Please locate every line in the items below that contains the word "rough", matching case exactly, and copy each of those lines.

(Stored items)
►
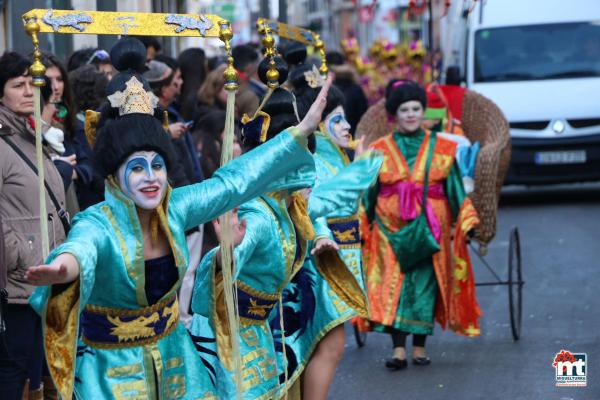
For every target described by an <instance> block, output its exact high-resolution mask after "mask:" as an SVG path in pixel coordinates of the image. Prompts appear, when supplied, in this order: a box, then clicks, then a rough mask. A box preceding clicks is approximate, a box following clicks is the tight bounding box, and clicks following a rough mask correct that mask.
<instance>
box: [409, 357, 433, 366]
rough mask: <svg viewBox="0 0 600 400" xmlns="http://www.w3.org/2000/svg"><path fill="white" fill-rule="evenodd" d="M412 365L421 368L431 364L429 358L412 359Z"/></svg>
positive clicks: (417, 358)
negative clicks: (413, 364)
mask: <svg viewBox="0 0 600 400" xmlns="http://www.w3.org/2000/svg"><path fill="white" fill-rule="evenodd" d="M413 364H414V365H419V366H421V367H423V366H425V365H429V364H431V359H430V358H429V357H415V358H413Z"/></svg>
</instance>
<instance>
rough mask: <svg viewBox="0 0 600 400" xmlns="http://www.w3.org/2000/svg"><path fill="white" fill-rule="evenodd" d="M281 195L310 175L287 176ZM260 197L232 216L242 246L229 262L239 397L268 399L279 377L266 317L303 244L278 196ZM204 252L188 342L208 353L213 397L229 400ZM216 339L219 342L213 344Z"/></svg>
mask: <svg viewBox="0 0 600 400" xmlns="http://www.w3.org/2000/svg"><path fill="white" fill-rule="evenodd" d="M287 178H288V181H289V184H288V185H286V192H291V191H292V190H295V189H301V188H306V187H311V186H312V185H313V183H314V180H315V175H314V171H313V173H312V174H308V173H306V172H302V171H299V173H297V174H290V175H288V177H287ZM286 192H278V193H275V194H271V195H262V196H260V197H258V198H256V199H254V200H252V201H250V202H248V203H245V204H243V205H242V206H241V207H240V208H239V211H238V218H239V219H240V220H242V219H244V220H245V221H246V224H247V229H246V234H245V236H244V239H243V241H242V243H240V245H239V246H238V247H236V249H235V264H236V272H237V277H236V278H237V285H238V300H239V301H238V307H239V313H240V337H239V339H238V340H239V345H240V355H241V357H242V364H243V371H242V389H243V393H242V396H241V398H243V399H248V400H255V399H271V398H274V397H275V396H276V395H277V392H278V390H279V379H280V377H279V373H278V370H277V365H276V363H275V343H274V341H273V336H272V334H271V329H270V328H269V321H268V317H269V315H271V314H273V313H274V312H275V309H276V308H277V307H278V304H279V300H280V296H281V292H282V290H283V288H284V287H285V285H286V284H287V283H288V282H289V281H290V279H291V277H292V276H293V275H294V274H295V273H296V272H297V271H298V269H300V268H301V267H302V264H303V261H304V255H305V254H306V250H307V240H306V239H304V238H302V236H301V235H300V233H299V232H298V231H297V230H296V228H295V226H294V221H293V219H292V218H291V217H290V215H289V214H288V210H287V206H286V204H285V198H284V194H285V193H286ZM218 250H219V249H218V248H215V249H213V250H211V251H210V252H209V253H207V254H206V255H205V256H204V257H203V259H202V261H201V264H200V266H199V268H198V270H199V271H208V273H203V274H202V275H198V274H197V275H196V282H195V286H194V294H193V297H192V311H193V319H192V324H191V326H190V333H191V335H192V340H193V341H194V342H195V343H196V345H197V347H201V346H202V347H204V348H205V349H206V350H208V351H207V353H208V352H213V354H214V357H213V358H211V360H210V362H211V364H212V367H213V368H214V369H215V375H216V379H215V380H216V386H217V395H218V396H219V398H220V399H235V398H236V392H237V387H236V384H235V381H234V379H235V377H234V373H233V368H234V367H233V365H232V361H231V350H230V346H229V343H228V342H227V340H228V339H227V338H228V337H229V336H226V337H225V336H224V335H223V333H222V329H221V327H220V326H219V324H222V321H221V320H220V318H219V316H218V315H217V314H216V310H217V308H218V307H219V306H220V304H219V301H218V300H217V299H218V296H217V291H218V283H220V280H221V278H220V274H219V273H218V268H217V267H216V263H215V262H214V261H215V255H216V252H217V251H218ZM219 335H221V337H223V338H224V339H225V341H221V342H220V341H219Z"/></svg>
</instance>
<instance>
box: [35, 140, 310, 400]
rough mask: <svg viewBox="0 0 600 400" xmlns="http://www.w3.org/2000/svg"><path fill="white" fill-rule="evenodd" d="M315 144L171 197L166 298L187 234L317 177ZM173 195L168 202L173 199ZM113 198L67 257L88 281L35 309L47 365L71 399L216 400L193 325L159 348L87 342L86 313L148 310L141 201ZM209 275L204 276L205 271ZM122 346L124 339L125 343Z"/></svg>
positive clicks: (279, 147) (175, 284)
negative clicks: (140, 224)
mask: <svg viewBox="0 0 600 400" xmlns="http://www.w3.org/2000/svg"><path fill="white" fill-rule="evenodd" d="M305 146H306V139H305V138H303V137H301V136H300V135H299V134H298V131H297V130H295V129H290V130H289V132H285V133H282V134H280V135H278V137H277V138H275V139H273V140H271V141H269V143H266V144H264V145H262V146H260V147H259V148H257V149H256V150H254V151H251V152H249V153H248V154H245V155H244V156H242V157H239V158H238V159H236V160H233V161H231V162H230V163H229V164H228V165H226V166H224V167H223V168H221V169H219V170H218V171H217V172H216V173H215V174H214V176H213V178H211V179H209V180H206V181H204V182H202V183H199V184H195V185H190V186H186V187H182V188H177V189H174V190H172V191H171V192H170V198H167V199H165V202H164V203H165V205H166V206H165V208H166V210H167V211H166V218H165V219H164V220H163V221H162V222H163V230H164V228H165V227H164V225H168V229H169V230H170V233H171V234H170V235H167V236H168V238H169V242H170V245H171V248H172V250H173V255H174V258H175V261H176V265H177V268H178V273H179V280H178V282H177V283H176V284H175V285H174V286H173V287H172V288H171V289H170V291H169V292H168V293H167V294H166V295H165V296H164V297H163V299H165V298H168V297H169V296H172V295H174V294H175V293H176V292H177V290H178V289H179V286H180V284H181V280H182V279H183V276H184V273H185V269H186V267H187V263H188V251H187V246H186V242H185V231H186V230H188V229H190V228H192V227H194V226H198V225H200V224H202V223H205V222H207V221H210V220H212V219H214V218H215V217H217V216H218V215H220V214H222V213H224V212H226V211H227V210H230V209H232V208H234V207H236V206H238V205H240V204H242V203H244V202H246V201H248V200H250V199H252V198H254V197H256V196H257V195H259V194H261V193H263V192H270V191H275V190H278V189H279V188H280V187H281V185H282V184H285V182H286V181H285V175H286V174H287V173H289V172H292V171H298V170H303V171H308V173H310V171H311V170H313V169H314V162H313V160H312V157H311V155H310V153H309V152H308V151H307V150H306V148H305ZM168 196H169V194H168ZM105 197H106V200H105V201H104V202H102V203H100V204H97V205H95V206H92V207H90V208H88V209H87V210H85V211H84V212H81V213H80V214H78V215H77V216H76V218H75V219H74V221H73V227H72V230H71V232H70V233H69V236H68V238H67V240H66V242H65V243H64V244H63V245H61V246H59V247H58V248H56V249H55V250H54V251H53V252H52V253H51V254H50V256H49V258H48V261H47V262H48V263H50V262H51V261H52V260H53V259H54V258H55V257H56V256H58V255H59V254H61V253H70V254H72V255H74V256H75V257H76V258H77V260H78V261H79V265H80V275H79V279H78V280H76V281H75V282H74V283H73V284H71V285H70V286H69V288H67V289H66V290H63V289H64V288H60V287H42V288H39V289H38V290H37V291H36V292H34V294H33V295H32V297H31V299H30V302H31V304H32V305H33V306H34V307H35V308H37V309H38V310H39V311H41V312H42V318H43V321H44V333H45V339H46V354H47V359H48V364H49V367H50V369H51V373H52V376H53V379H54V381H55V384H56V385H57V388H58V390H59V393H60V395H61V396H62V397H63V398H71V393H74V395H75V397H76V398H78V399H86V400H87V399H93V398H103V399H121V398H144V399H159V398H160V399H199V398H216V394H215V391H214V386H213V383H212V382H211V380H210V376H209V375H208V374H207V369H206V367H205V364H204V363H203V360H202V359H201V357H200V355H199V353H198V352H197V351H196V349H195V348H194V344H193V343H192V341H191V340H190V337H189V335H188V333H187V332H186V330H185V328H184V326H183V325H182V324H181V323H180V322H177V323H176V327H175V329H174V330H172V331H171V332H169V333H168V334H166V335H165V336H163V337H162V338H160V339H159V340H158V341H156V342H155V343H151V344H147V345H139V346H135V347H123V346H121V345H120V344H119V345H117V346H114V348H108V349H106V348H95V347H92V346H89V345H87V344H85V343H84V342H83V341H82V340H81V338H80V337H79V333H80V326H79V314H80V313H81V312H82V311H83V310H84V308H85V307H86V306H90V305H93V306H96V307H109V308H111V309H118V310H122V311H123V312H124V313H126V312H127V311H131V310H139V309H141V308H144V307H147V306H148V302H147V300H146V296H145V290H144V282H145V278H144V275H145V270H144V257H143V238H142V232H141V227H140V224H139V220H138V217H137V213H136V208H135V205H134V204H133V202H132V201H131V200H130V199H128V198H127V197H125V196H124V195H123V193H122V192H121V191H120V190H119V189H118V188H117V187H116V185H115V184H114V183H113V184H111V183H110V181H107V191H106V196H105ZM199 273H201V271H200V272H199ZM119 340H121V339H119Z"/></svg>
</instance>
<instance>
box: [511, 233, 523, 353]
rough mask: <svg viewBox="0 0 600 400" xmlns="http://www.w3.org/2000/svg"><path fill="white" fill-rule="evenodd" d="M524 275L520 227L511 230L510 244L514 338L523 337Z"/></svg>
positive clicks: (517, 339) (512, 327)
mask: <svg viewBox="0 0 600 400" xmlns="http://www.w3.org/2000/svg"><path fill="white" fill-rule="evenodd" d="M522 289H523V277H522V275H521V241H520V239H519V229H518V228H517V227H513V228H512V230H511V231H510V241H509V245H508V303H509V304H508V306H509V309H510V310H509V311H510V328H511V330H512V335H513V340H514V341H517V340H519V337H521V316H522V311H523V294H522Z"/></svg>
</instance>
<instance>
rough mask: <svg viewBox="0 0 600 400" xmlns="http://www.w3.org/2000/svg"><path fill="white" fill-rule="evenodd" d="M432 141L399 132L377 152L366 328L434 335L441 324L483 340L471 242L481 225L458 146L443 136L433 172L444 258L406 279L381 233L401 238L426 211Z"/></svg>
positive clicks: (429, 221) (436, 209)
mask: <svg viewBox="0 0 600 400" xmlns="http://www.w3.org/2000/svg"><path fill="white" fill-rule="evenodd" d="M430 141H431V134H430V133H429V132H425V131H423V130H419V131H418V132H416V133H415V134H411V135H403V134H400V133H398V132H396V133H393V134H390V135H387V136H385V137H383V138H381V139H379V140H378V141H376V142H374V143H373V144H372V145H371V148H373V149H375V150H379V151H381V152H382V153H383V154H384V162H383V165H382V167H381V170H380V172H379V176H378V181H377V184H376V185H375V186H374V187H372V188H371V189H370V190H369V193H368V196H366V198H365V211H366V212H365V213H364V216H363V218H362V222H361V232H362V236H363V238H364V243H363V249H362V250H363V265H364V268H365V272H366V281H367V293H368V299H369V307H370V319H369V320H368V321H364V320H363V321H359V324H360V325H361V328H363V329H373V330H376V331H381V332H387V331H389V329H390V328H393V329H398V330H402V331H405V332H409V333H414V334H432V333H433V324H434V318H435V319H436V320H437V321H438V323H439V324H440V325H441V326H442V328H444V329H445V328H446V326H449V327H450V329H451V330H452V331H454V332H456V333H457V334H460V335H465V336H477V335H479V333H480V331H479V322H478V319H479V317H480V315H481V312H480V309H479V306H478V304H477V298H476V293H475V284H474V279H473V270H472V267H471V260H470V257H469V253H468V250H467V246H466V235H467V233H468V232H469V231H471V230H472V229H473V228H474V227H475V226H476V225H477V224H478V223H479V219H478V217H477V212H476V211H475V209H474V208H473V205H472V204H471V201H470V200H469V199H468V198H467V197H466V195H465V192H464V189H463V186H462V180H461V176H460V172H459V169H458V166H457V165H456V163H455V154H456V144H455V143H454V142H452V141H450V140H447V139H444V138H442V137H438V138H436V140H435V145H434V150H433V155H432V161H431V166H430V170H429V182H428V185H429V186H428V195H427V200H426V207H425V209H424V210H423V211H424V212H425V213H426V216H427V220H428V222H429V226H430V228H431V229H432V233H433V236H434V237H435V238H436V240H437V241H438V243H439V245H440V251H438V252H437V253H435V254H433V255H432V256H431V257H429V258H426V259H425V260H423V261H422V262H421V263H422V265H419V267H418V268H415V269H413V270H411V271H410V272H407V273H406V274H405V273H403V272H402V271H401V269H400V265H399V262H398V260H397V257H396V254H397V253H396V251H397V249H394V246H393V245H392V244H391V242H390V240H388V237H387V236H386V234H385V233H384V230H382V229H381V226H380V225H384V227H385V228H386V229H387V231H388V232H391V233H393V232H397V231H398V230H400V229H402V227H404V226H405V225H406V224H407V222H410V221H411V220H412V219H414V218H415V217H416V216H417V215H418V214H419V213H420V212H421V208H422V207H421V204H420V203H421V202H422V195H423V194H422V193H423V192H422V188H423V180H424V176H425V166H426V161H427V155H428V153H429V145H430Z"/></svg>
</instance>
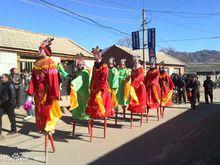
◄
■ Finished exercise:
For every target described by an <instance> block, output its exact high-resolution mask after "mask:" as an SVG path in pixel coordinates of the image. Prompts appear, when supplied, in this order: a box, then clicks, then a rough mask. A box preceding clicks is approximate, a box following clicks is the tight bounding box, and clicks following a rough mask correct that mask.
rough mask: <svg viewBox="0 0 600 400" xmlns="http://www.w3.org/2000/svg"><path fill="white" fill-rule="evenodd" d="M412 365L421 368L431 364L429 358L412 359Z"/></svg>
rough mask: <svg viewBox="0 0 600 400" xmlns="http://www.w3.org/2000/svg"><path fill="white" fill-rule="evenodd" d="M281 195L310 175L287 176ZM260 197L232 216L242 246L229 262L239 397L268 399L279 377L266 317L303 244L278 196ZM204 252L188 342L208 353L213 397L229 400ZM216 339L219 342L213 344Z"/></svg>
rough mask: <svg viewBox="0 0 600 400" xmlns="http://www.w3.org/2000/svg"><path fill="white" fill-rule="evenodd" d="M315 144L171 197L166 298L187 234L317 177ZM173 195L168 202L173 199ZM113 198L67 257L88 281L35 309L47 365L71 399L216 400L193 325L159 348L87 342L86 313L148 310L141 201ZM209 275L204 276L205 271ZM122 346L124 339L125 343Z"/></svg>
rough mask: <svg viewBox="0 0 600 400" xmlns="http://www.w3.org/2000/svg"><path fill="white" fill-rule="evenodd" d="M524 275L520 227L511 230L510 244L514 338L523 337Z"/></svg>
rough mask: <svg viewBox="0 0 600 400" xmlns="http://www.w3.org/2000/svg"><path fill="white" fill-rule="evenodd" d="M432 141L399 132L377 152L366 328L434 335L441 324L483 340L471 242L481 225L458 146L443 136L433 172L444 258L406 279L381 233L401 238L426 211Z"/></svg>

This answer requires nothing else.